### Text excerpt
-------
The Killdeer have returned, about three weeks early.
It has snowed the past few days and will likely continue on and off over the next two months. Temperatures are warm, for February– 20F above to about 35. Nevertheless, there are still no insects for these small plovers to eat. The ice is not good–people have been rescuing their ice shacks–but it is still not gone. They also eat small fish and sand crabs. The crabs are still under the frozen ground. What will they eat?
I’m half-listening to a discussion of Health Insurance Companies “raising insurance premiums”after recording huge profits last year, while justifying their executives’ multi-million dollar salaries.
It makes me mad.
I turned it off.
I am learning to appreciate silence. Until recently, I usually had music on during the day. Early music is my favorite and always makes me happy, with traditional Irish a close second. But lately, I love silence. Which is how I noticed the Killdeer.
These long silences are broken up with occasional runs into town, which usually take much longer than I would have anticipated. But it’s ok. I’m in no hurry.
Take yesterday–usually nothing would have frustrated me more than having to wait in line while a Post Office clerk chats with her neighbor.
Now, I just listen.
-------
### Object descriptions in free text
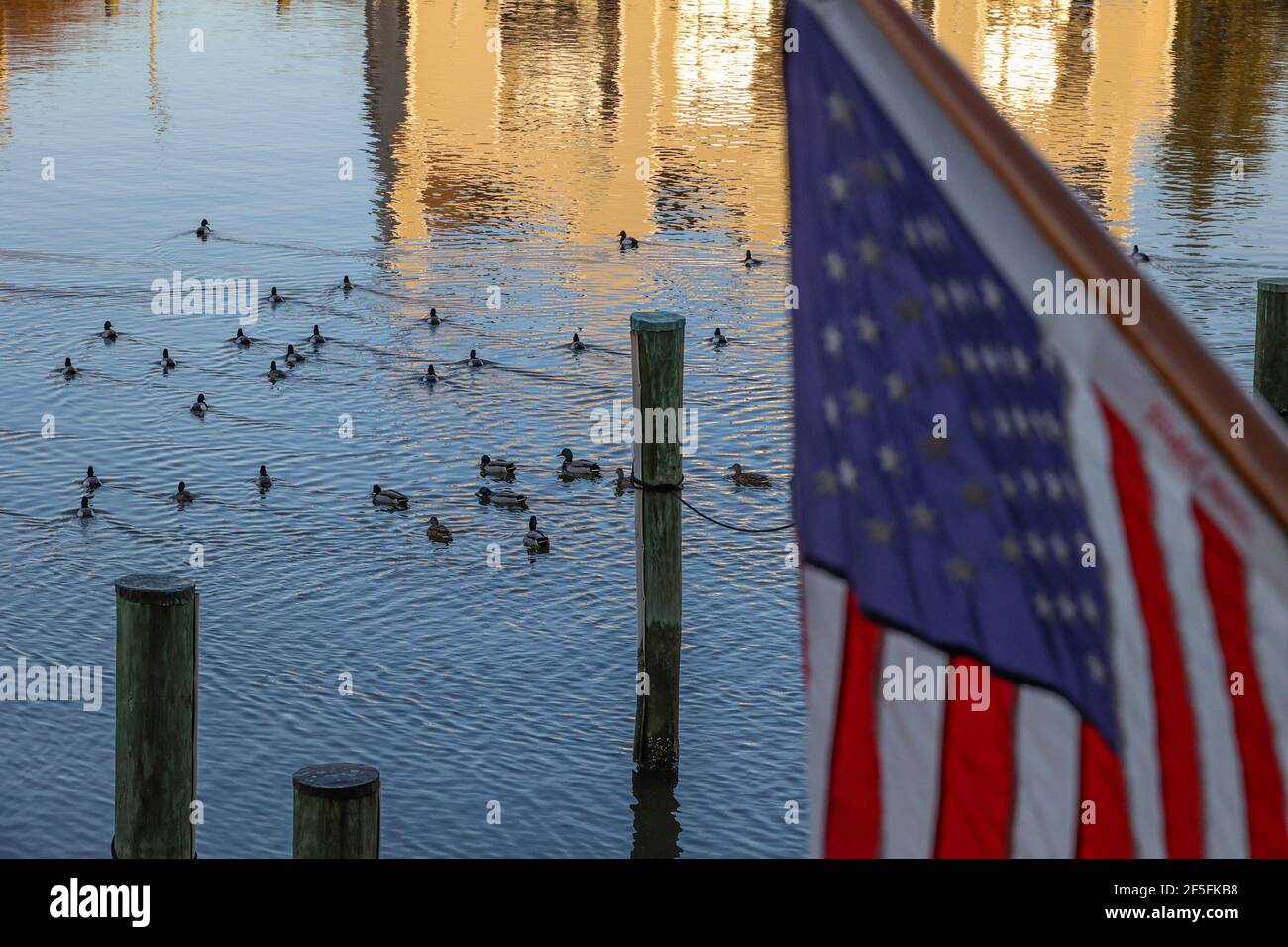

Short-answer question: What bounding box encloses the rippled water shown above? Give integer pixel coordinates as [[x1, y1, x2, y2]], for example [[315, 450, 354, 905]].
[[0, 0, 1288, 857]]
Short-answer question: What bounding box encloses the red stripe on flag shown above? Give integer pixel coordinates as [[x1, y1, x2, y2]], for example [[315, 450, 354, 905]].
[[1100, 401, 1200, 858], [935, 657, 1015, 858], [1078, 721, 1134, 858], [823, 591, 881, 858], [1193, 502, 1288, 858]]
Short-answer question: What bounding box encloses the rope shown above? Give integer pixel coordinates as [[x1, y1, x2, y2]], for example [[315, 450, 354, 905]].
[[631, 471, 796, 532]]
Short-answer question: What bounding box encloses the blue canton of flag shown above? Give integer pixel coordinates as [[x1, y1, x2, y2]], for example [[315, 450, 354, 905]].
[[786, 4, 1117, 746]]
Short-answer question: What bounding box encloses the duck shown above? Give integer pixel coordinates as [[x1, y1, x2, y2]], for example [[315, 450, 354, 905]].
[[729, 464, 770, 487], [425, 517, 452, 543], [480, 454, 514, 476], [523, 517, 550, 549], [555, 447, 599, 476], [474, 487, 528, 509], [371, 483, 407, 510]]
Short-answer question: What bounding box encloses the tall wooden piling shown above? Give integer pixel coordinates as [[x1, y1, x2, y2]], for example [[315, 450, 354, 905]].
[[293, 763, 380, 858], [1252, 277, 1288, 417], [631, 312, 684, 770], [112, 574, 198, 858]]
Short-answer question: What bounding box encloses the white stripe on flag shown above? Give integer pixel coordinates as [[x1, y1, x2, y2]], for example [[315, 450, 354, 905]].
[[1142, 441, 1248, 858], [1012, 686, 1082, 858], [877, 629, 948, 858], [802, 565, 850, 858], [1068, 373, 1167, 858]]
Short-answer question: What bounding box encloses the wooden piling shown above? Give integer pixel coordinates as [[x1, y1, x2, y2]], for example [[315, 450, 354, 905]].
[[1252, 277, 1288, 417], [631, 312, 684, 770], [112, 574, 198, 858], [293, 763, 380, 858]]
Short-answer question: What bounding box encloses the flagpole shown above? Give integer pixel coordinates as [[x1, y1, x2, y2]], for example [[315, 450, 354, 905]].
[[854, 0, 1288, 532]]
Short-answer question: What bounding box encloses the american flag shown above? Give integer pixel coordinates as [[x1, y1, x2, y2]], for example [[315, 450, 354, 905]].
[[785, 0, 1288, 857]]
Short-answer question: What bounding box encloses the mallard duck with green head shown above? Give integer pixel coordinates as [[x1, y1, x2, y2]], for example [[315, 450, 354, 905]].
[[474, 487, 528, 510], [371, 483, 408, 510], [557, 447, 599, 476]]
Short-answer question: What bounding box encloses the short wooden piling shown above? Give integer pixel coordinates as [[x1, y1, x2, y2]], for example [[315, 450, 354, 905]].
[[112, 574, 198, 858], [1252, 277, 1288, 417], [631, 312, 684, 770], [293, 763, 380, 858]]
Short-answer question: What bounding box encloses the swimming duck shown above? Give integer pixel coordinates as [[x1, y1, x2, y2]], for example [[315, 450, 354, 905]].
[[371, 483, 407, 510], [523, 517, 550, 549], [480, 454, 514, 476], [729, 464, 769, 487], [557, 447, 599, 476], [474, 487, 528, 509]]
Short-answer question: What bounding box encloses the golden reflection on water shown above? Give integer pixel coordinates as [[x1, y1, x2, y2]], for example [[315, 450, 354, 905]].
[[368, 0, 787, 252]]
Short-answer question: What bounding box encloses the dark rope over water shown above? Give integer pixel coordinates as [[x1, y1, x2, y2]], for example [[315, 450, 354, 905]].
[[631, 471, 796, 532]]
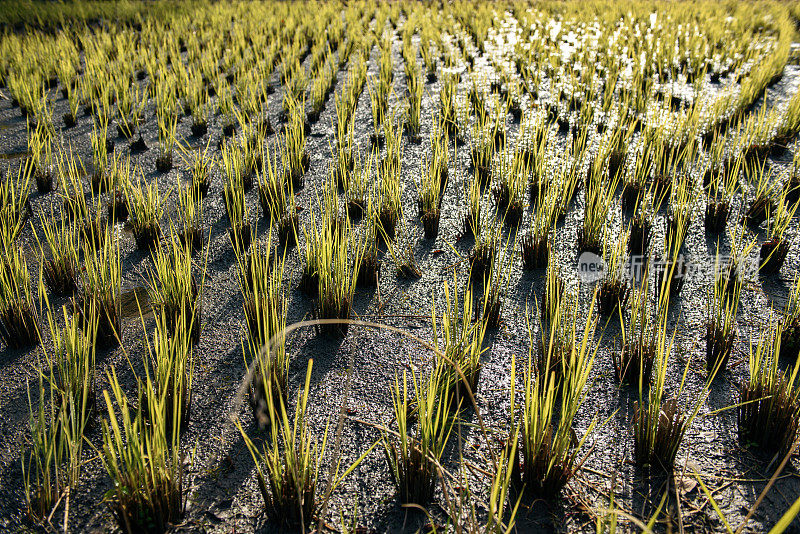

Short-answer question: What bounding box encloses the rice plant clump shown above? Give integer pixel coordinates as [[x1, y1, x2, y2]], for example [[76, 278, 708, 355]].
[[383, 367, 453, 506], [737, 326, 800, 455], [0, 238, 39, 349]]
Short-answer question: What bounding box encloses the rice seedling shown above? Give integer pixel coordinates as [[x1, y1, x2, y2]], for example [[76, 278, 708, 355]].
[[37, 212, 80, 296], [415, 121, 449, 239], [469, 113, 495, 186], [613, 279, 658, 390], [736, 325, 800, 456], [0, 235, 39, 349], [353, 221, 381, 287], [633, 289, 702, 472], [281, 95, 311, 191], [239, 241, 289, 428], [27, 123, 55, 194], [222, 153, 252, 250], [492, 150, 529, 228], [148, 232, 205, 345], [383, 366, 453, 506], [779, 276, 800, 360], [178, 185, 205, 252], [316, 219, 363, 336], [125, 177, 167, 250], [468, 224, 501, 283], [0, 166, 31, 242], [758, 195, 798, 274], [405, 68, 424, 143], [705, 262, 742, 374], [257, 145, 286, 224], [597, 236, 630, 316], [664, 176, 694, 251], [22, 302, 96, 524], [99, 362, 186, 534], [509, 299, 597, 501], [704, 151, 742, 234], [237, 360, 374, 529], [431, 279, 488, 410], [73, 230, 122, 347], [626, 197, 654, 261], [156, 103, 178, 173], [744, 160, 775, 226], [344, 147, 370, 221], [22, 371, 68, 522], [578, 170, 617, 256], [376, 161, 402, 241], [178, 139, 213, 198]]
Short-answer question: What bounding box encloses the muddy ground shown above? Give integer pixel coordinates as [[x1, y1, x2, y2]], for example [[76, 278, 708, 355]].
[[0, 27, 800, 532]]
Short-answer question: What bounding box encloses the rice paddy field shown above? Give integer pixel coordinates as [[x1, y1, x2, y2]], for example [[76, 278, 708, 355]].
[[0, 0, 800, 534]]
-------
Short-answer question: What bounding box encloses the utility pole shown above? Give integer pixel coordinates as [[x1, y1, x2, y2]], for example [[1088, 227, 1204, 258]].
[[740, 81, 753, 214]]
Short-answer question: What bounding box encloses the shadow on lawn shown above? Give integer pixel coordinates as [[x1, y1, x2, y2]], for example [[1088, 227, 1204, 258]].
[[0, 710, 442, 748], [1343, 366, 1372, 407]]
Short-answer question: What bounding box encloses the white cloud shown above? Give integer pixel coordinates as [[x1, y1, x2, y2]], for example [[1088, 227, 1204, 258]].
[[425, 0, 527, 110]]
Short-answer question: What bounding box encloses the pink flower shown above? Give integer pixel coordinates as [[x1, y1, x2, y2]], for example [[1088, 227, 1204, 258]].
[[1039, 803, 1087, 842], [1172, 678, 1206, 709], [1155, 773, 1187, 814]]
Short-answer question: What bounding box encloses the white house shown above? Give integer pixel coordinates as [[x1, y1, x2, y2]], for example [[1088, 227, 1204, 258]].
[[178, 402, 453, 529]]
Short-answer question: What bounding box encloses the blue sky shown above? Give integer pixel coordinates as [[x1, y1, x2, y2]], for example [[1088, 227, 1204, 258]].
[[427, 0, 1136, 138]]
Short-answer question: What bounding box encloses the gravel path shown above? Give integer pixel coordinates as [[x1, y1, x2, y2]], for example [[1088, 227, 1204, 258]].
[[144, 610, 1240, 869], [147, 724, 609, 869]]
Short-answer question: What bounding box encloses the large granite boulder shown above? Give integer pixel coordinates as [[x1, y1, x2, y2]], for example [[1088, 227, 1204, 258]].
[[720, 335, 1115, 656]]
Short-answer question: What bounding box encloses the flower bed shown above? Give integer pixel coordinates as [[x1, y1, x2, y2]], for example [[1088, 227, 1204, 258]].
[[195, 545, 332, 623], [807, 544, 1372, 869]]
-------
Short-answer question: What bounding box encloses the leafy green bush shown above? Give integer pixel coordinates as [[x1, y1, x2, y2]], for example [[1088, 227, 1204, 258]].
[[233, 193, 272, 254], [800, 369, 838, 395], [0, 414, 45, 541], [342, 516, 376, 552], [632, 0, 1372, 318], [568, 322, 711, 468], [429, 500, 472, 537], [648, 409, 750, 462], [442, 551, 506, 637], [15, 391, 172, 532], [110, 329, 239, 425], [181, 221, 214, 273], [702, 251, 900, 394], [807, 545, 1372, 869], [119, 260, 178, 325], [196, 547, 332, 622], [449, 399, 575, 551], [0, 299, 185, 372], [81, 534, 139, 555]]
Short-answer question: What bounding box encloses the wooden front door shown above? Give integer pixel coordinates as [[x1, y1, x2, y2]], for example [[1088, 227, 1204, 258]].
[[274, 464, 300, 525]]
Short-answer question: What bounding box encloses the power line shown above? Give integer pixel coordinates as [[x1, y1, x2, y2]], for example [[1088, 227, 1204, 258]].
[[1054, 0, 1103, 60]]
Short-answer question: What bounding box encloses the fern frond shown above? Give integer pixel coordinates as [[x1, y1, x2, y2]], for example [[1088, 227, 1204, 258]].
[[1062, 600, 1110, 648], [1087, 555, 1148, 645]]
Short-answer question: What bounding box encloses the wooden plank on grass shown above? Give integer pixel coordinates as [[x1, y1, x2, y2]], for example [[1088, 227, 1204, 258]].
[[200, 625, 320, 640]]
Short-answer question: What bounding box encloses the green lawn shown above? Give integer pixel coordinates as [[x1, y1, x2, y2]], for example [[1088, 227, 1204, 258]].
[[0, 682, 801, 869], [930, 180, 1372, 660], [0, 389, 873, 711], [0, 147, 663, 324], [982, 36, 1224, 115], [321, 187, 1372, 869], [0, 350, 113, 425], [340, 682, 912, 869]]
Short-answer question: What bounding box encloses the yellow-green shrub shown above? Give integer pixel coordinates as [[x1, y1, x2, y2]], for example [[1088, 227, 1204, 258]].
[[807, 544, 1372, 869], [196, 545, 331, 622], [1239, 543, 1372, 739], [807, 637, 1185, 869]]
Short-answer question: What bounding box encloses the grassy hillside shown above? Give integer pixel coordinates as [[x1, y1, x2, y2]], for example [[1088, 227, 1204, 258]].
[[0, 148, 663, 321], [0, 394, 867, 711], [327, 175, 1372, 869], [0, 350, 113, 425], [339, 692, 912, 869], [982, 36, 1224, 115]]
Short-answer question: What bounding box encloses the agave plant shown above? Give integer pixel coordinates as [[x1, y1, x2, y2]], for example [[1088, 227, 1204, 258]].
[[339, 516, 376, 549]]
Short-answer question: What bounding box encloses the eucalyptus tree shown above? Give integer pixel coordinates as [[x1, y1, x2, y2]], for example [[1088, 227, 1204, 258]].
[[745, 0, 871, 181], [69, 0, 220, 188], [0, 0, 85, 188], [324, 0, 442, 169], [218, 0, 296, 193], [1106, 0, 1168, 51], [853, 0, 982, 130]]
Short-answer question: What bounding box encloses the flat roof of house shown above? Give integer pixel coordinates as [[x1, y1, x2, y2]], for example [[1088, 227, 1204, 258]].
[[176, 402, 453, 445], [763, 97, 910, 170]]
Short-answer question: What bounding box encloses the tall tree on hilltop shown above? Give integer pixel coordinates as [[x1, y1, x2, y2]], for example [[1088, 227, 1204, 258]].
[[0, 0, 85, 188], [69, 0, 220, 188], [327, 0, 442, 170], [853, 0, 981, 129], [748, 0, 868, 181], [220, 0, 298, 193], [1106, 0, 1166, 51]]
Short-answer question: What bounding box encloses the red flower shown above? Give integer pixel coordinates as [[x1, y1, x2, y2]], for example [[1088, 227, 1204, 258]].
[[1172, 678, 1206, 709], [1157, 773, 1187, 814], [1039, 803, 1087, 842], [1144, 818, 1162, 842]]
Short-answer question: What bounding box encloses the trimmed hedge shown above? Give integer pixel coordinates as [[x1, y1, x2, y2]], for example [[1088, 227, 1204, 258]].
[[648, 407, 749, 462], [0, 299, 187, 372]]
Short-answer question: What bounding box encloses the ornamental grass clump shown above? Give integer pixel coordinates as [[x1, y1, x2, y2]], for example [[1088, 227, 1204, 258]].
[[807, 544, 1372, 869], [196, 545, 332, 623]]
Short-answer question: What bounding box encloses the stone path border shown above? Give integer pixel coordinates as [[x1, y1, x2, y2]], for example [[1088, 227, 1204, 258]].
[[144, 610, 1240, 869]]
-------
Reproduce, word for word, the part of the Killdeer post that opens with the words containing "I’m half-listening to" and closes with "I just listen.". The items stand apart from the Killdeer post as separate material.

I’m half-listening to a discussion of Health Insurance Companies “raising insurance premiums”after recording huge profits last year, while justifying their executives’ multi-million dollar salaries.
It makes me mad.
I turned it off.
I am learning to appreciate silence. Until recently, I usually had music on during the day. Early music is my favorite and always makes me happy, with traditional Irish a close second. But lately, I love silence. Which is how I noticed the Killdeer.
These long silences are broken up with occasional runs into town, which usually take much longer than I would have anticipated. But it’s ok. I’m in no hurry.
Take yesterday–usually nothing would have frustrated me more than having to wait in line while a Post Office clerk chats with her neighbor.
Now, I just listen.